DOCUMENT:
□ □ □ □
For fiscal year 2021, the total United States military budget has come in at a staggaring $934 billion dollars, which includes a base budget of $636 billion dollars plus ancillary Department Of Defense spending and Veterans Affairs related expenses. This easily dwarfs the military budgets of the next nineteen biggest spending nations combined and makes any claims of the existence of an underfunded military in the United States seem preposterous, but beyond the excessive military spending, the most damning aspect of the U.S. foreign policy apparatus is its confiscation of moral sentiment from the American public.
The de rigueur excuses of national security, preserving democracy the world over and winning the war on terrorism fall flat given the results of recent military adventures in the Middle East and Africa. A state of continued instability exists in Iraq and Afghanistan, an epidemic of cholera and famine, nay, gencocide, is consuming Yemen and open slave markets have operated in Libya, all under the guise of the ever popular U.S. mantra of making the world safe for democracy. Countless under-reported military campaigns across Africa are sowing seeds of resentment, which will inevitably lead to terror attacks at home and death and destruction abroad.
A seemingly minor incident in the grand scheme of U.S. military involvement in Africa was the 2013 French led and U.S. supported intervention in Mali. Undertaken ostensibly for humanitarian reasons, the continued military actions should give every American pause given the ongoing chaos in Mali and its surrounding countries. The lack of curiosity and empathy by the American public for the victims of U.S. foreign policy actions speaks volumes to the power and influence of the foreign policy bureaucracy.
If it even were to cross the mind of the casual news observer, the standard assumption regarding Mali would be that the state is addressing the plight of an affected people and the average citizen need not think any more of it. This is a common sentiment that has its roots in the New Deal era. Many of the criticisms levied against the New Deal can be applied in relation to current U.S. foreign policy: that it has needlessly burdened the economy under its crushing weight of debt, it has enabled a massively wasteful bureaucracy, it has encouraged a crony capitalist system, it has vastly reduced individual freedom and it has concentrated an absurd amount of authority in Washington, D.C.
Although these are all valid criticisms of the U.S. foreign policy establishment, perhaps its most spurious achievement is its ability to have morally corrupted the American public. This concept was identified by Albert Jay Nock, writing in a 1937 article for the American Mercury, wherein he stated that everyday Americans have been, “suffocated of that decent humanitarian spirit, and have allowed themselves to be dried-up of the ordinarily decent humane impulses toward one’s fellow-men.” This is an horrendous achievement indeed.
With over 1,000 military bases in over eighty countries, the U.S. military footprint can be found imposing its will on sovereign people the world over. Grandstanding U.S. politicians confidently wash their collective hands of the realities on the ground so long as the lofty ideals of freedom and democracy are invoked triumphantly before any military action begins. As recounted in a 2018 article by Jim Bovard, historian Irving Babbitt explained (after WWI), “the American judges himself by the way he feels, whereas the foreigner judges him by what he does.” This sentiment continues to hold true today.
□ □ □ □
DATASET EXTRACT:

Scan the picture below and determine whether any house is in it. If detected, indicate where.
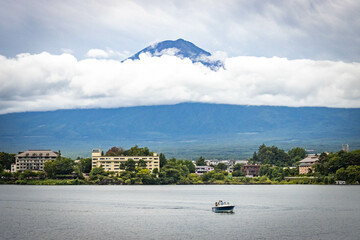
□ □ □ □
PROBLEM STATEMENT:
Quote the essay on U.S. foreign policy word for word, starting with "Although these are" and going on through "horrendous achievement indeed.".

OUTPUT FOR THIS TASK:
Although these are all valid criticisms of the U.S. foreign policy establishment, perhaps its most spurious achievement is its ability to have morally corrupted the American public. This concept was identified by Albert Jay Nock, writing in a 1937 article for the American Mercury, wherein he stated that everyday Americans have been, “suffocated of that decent humanitarian spirit, and have allowed themselves to be dried-up of the ordinarily decent humane impulses toward one’s fellow-men.” This is an horrendous achievement indeed.